| Directive |
Using the article on Uganda at 61, mark each statement yes or no and quote the words that decide it: (a) the kingdoms were disbanded in May 1966 and restored in 1993; (b) this year's anniversary is held in Kampala; (c) Muteesa was exiled in 1953.

| Supplied passage |
□ □ □ □ □ □ □

Uganda at 61: Counting Losses and Gains But No Turning Back

The NRM under President Yoweri Museveni has since January 1986, established a popular and broad participatory democracy of many ordinary citizens like women, PWDs, and the elderly previously on the margins.
posted onOctober 10, 2023

By Ofwono Opondo

Sixty-one years this week, Uganda appeared in a brief fanfare from British colonial rule under the 1962 federal constitution with an imbalanced power structure between the central government and the so-called federal states, in effect feudal pseudo monarchs. Some historians writing with hindsight, say it was perhaps inevitable that chaos and breakdown ensued almost immediately. The violent abrogation of the constitution by Prime Minister Apollo Milton Obote, the expulsion of Kabaka Edward Muteesa II as ceremonial president, and the disbandment of kingdoms in May 1966 left Uganda jittery until their restoration in 1993. This year’s anniversary in Kitgum is themed 'Sustaining a United and Progressive Nation: Taking Charge of Our Future as a Free Nation.' 

While Obote, derided and liked in equal measure, could have been motivated to forestall a creeping coup within his own Uganda Peoples’ Congress (UPC), there is ample evidence that the Buganda feudalists with whom he had entered a marriage of convenience were a political nuisance. From the advent of colonialism in 1884, wars ensued, religious rivalry, the Bataka Movement against Busulu and Envujo laws on land, Muteesa exiled in 1953, and Mengo’s rejection of direct elections to Uganda’s independence parliament, one can see how far we have traveled. From the political rancor since their restoration in 1993, though stripped of political powers, one can see the heavy heart it takes to accommodate the nuisance value in cultural institutions.

□ □ □ □ □ □ □

| Material |
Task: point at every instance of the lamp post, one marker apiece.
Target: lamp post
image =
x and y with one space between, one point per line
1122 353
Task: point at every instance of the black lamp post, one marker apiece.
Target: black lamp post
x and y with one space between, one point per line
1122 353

□ □ □ □ □ □ □

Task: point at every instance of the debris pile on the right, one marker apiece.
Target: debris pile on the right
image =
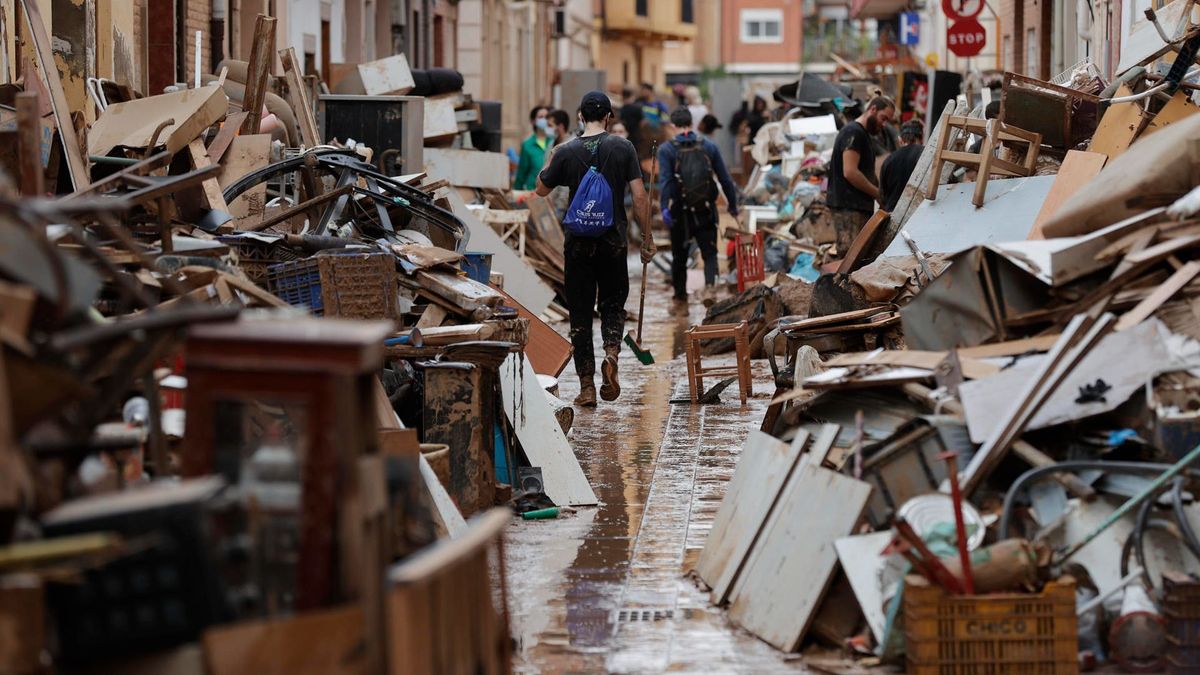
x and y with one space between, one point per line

□ □ □ □ □ □ □

| Exercise result |
(a) Yes: "the disbandment of kingdoms in May 1966 left Uganda jittery until their restoration in 1993"
(b) No: "This year’s anniversary in Kitgum"
(c) Yes: "Muteesa exiled in 1953"